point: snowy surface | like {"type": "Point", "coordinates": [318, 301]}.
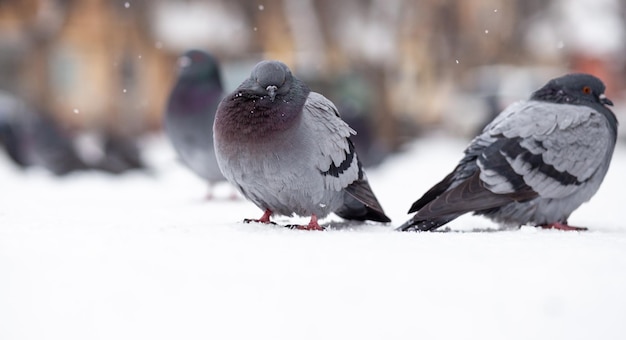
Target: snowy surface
{"type": "Point", "coordinates": [144, 256]}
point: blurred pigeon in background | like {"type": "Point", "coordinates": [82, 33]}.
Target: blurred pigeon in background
{"type": "Point", "coordinates": [120, 153]}
{"type": "Point", "coordinates": [190, 113]}
{"type": "Point", "coordinates": [35, 138]}
{"type": "Point", "coordinates": [536, 162]}
{"type": "Point", "coordinates": [288, 151]}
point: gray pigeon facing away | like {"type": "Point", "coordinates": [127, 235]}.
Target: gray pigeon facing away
{"type": "Point", "coordinates": [190, 113]}
{"type": "Point", "coordinates": [535, 163]}
{"type": "Point", "coordinates": [288, 151]}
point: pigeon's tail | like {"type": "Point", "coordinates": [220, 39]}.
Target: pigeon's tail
{"type": "Point", "coordinates": [360, 204]}
{"type": "Point", "coordinates": [360, 212]}
{"type": "Point", "coordinates": [425, 224]}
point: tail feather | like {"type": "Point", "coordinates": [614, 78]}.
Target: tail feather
{"type": "Point", "coordinates": [425, 224]}
{"type": "Point", "coordinates": [360, 204]}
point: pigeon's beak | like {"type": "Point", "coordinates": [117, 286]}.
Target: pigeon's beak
{"type": "Point", "coordinates": [604, 100]}
{"type": "Point", "coordinates": [271, 91]}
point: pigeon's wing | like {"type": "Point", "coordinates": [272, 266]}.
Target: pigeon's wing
{"type": "Point", "coordinates": [531, 149]}
{"type": "Point", "coordinates": [555, 148]}
{"type": "Point", "coordinates": [336, 159]}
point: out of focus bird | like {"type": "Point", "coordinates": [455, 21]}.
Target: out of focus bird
{"type": "Point", "coordinates": [190, 113]}
{"type": "Point", "coordinates": [535, 163]}
{"type": "Point", "coordinates": [34, 138]}
{"type": "Point", "coordinates": [287, 150]}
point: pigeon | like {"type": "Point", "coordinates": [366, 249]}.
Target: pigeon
{"type": "Point", "coordinates": [190, 113]}
{"type": "Point", "coordinates": [535, 163]}
{"type": "Point", "coordinates": [34, 138]}
{"type": "Point", "coordinates": [286, 149]}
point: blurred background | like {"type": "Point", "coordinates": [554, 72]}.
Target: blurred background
{"type": "Point", "coordinates": [397, 69]}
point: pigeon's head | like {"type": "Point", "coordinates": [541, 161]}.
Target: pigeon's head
{"type": "Point", "coordinates": [579, 89]}
{"type": "Point", "coordinates": [271, 78]}
{"type": "Point", "coordinates": [196, 64]}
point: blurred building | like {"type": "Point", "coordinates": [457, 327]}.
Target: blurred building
{"type": "Point", "coordinates": [109, 64]}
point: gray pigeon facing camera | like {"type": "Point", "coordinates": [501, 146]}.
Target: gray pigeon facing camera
{"type": "Point", "coordinates": [535, 163]}
{"type": "Point", "coordinates": [288, 151]}
{"type": "Point", "coordinates": [190, 113]}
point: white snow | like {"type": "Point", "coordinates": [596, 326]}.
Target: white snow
{"type": "Point", "coordinates": [144, 256]}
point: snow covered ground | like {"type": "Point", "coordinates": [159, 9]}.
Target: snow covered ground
{"type": "Point", "coordinates": [144, 256]}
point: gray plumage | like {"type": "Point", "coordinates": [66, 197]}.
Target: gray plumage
{"type": "Point", "coordinates": [535, 163]}
{"type": "Point", "coordinates": [288, 151]}
{"type": "Point", "coordinates": [191, 110]}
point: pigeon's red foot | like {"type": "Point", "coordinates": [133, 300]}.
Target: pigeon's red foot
{"type": "Point", "coordinates": [562, 226]}
{"type": "Point", "coordinates": [313, 225]}
{"type": "Point", "coordinates": [264, 219]}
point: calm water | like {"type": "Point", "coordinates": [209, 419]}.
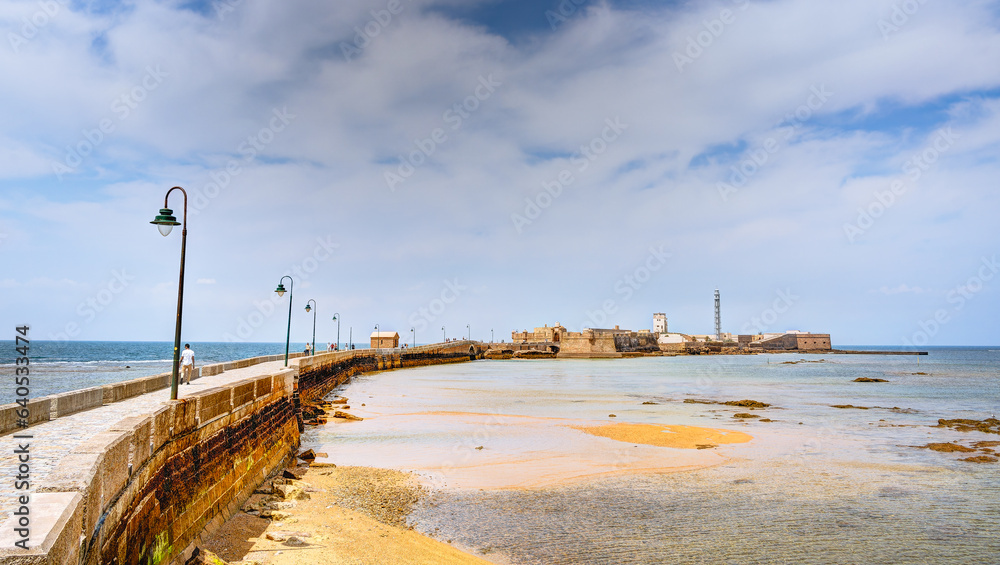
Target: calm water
{"type": "Point", "coordinates": [816, 485]}
{"type": "Point", "coordinates": [60, 366]}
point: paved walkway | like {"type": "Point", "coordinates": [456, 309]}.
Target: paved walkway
{"type": "Point", "coordinates": [55, 438]}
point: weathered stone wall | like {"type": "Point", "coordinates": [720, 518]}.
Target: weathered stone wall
{"type": "Point", "coordinates": [64, 404]}
{"type": "Point", "coordinates": [143, 491]}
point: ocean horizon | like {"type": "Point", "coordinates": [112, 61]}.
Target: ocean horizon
{"type": "Point", "coordinates": [836, 471]}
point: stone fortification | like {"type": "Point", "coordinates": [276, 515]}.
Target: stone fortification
{"type": "Point", "coordinates": [145, 489]}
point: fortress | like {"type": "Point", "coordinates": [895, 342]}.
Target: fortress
{"type": "Point", "coordinates": [591, 342]}
{"type": "Point", "coordinates": [616, 342]}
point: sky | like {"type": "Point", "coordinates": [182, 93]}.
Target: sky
{"type": "Point", "coordinates": [485, 166]}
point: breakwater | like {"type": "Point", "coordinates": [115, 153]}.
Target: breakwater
{"type": "Point", "coordinates": [143, 490]}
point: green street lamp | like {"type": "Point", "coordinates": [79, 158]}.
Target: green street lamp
{"type": "Point", "coordinates": [281, 292]}
{"type": "Point", "coordinates": [314, 321]}
{"type": "Point", "coordinates": [336, 316]}
{"type": "Point", "coordinates": [165, 222]}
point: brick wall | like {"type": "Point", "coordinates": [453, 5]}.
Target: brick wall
{"type": "Point", "coordinates": [145, 490]}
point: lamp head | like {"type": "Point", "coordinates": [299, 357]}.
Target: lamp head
{"type": "Point", "coordinates": [165, 221]}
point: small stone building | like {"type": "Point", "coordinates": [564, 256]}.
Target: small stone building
{"type": "Point", "coordinates": [384, 340]}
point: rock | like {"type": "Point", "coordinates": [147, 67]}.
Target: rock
{"type": "Point", "coordinates": [499, 353]}
{"type": "Point", "coordinates": [980, 459]}
{"type": "Point", "coordinates": [747, 403]}
{"type": "Point", "coordinates": [947, 447]}
{"type": "Point", "coordinates": [985, 444]}
{"type": "Point", "coordinates": [290, 492]}
{"type": "Point", "coordinates": [534, 354]}
{"type": "Point", "coordinates": [987, 426]}
{"type": "Point", "coordinates": [204, 557]}
{"type": "Point", "coordinates": [283, 535]}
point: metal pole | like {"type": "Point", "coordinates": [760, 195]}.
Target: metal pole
{"type": "Point", "coordinates": [180, 296]}
{"type": "Point", "coordinates": [315, 311]}
{"type": "Point", "coordinates": [288, 333]}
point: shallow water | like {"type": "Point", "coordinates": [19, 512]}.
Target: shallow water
{"type": "Point", "coordinates": [816, 485]}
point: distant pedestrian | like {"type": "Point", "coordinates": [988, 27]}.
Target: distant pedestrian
{"type": "Point", "coordinates": [187, 363]}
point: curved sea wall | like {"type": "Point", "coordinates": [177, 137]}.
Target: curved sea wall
{"type": "Point", "coordinates": [146, 489]}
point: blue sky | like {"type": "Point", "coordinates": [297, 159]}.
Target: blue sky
{"type": "Point", "coordinates": [502, 165]}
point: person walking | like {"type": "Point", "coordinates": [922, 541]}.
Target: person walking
{"type": "Point", "coordinates": [187, 363]}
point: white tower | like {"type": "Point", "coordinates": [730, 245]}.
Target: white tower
{"type": "Point", "coordinates": [659, 323]}
{"type": "Point", "coordinates": [718, 316]}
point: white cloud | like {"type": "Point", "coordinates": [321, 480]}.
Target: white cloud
{"type": "Point", "coordinates": [323, 174]}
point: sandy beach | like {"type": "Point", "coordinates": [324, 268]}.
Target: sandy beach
{"type": "Point", "coordinates": [334, 515]}
{"type": "Point", "coordinates": [352, 514]}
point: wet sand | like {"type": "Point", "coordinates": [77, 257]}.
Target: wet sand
{"type": "Point", "coordinates": [353, 515]}
{"type": "Point", "coordinates": [681, 437]}
{"type": "Point", "coordinates": [504, 451]}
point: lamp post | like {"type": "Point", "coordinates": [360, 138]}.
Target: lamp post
{"type": "Point", "coordinates": [314, 322]}
{"type": "Point", "coordinates": [281, 292]}
{"type": "Point", "coordinates": [336, 316]}
{"type": "Point", "coordinates": [165, 222]}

| Exercise aim |
Everything from the first line of the entries through the line that contains "point: pigeon's tail" is to be reproduced exactly, except the pictures.

| Solution for this problem |
point: snowy surface | like {"type": "Point", "coordinates": [318, 301]}.
Target: snowy surface
{"type": "Point", "coordinates": [144, 256]}
point: blurred pigeon in background | like {"type": "Point", "coordinates": [82, 33]}.
Target: blurred pigeon in background
{"type": "Point", "coordinates": [120, 153]}
{"type": "Point", "coordinates": [190, 113]}
{"type": "Point", "coordinates": [35, 138]}
{"type": "Point", "coordinates": [536, 162]}
{"type": "Point", "coordinates": [288, 151]}
point: gray pigeon facing away | like {"type": "Point", "coordinates": [127, 235]}.
Target: gray pigeon facing away
{"type": "Point", "coordinates": [190, 113]}
{"type": "Point", "coordinates": [535, 163]}
{"type": "Point", "coordinates": [288, 151]}
point: pigeon's tail | like {"type": "Point", "coordinates": [220, 39]}.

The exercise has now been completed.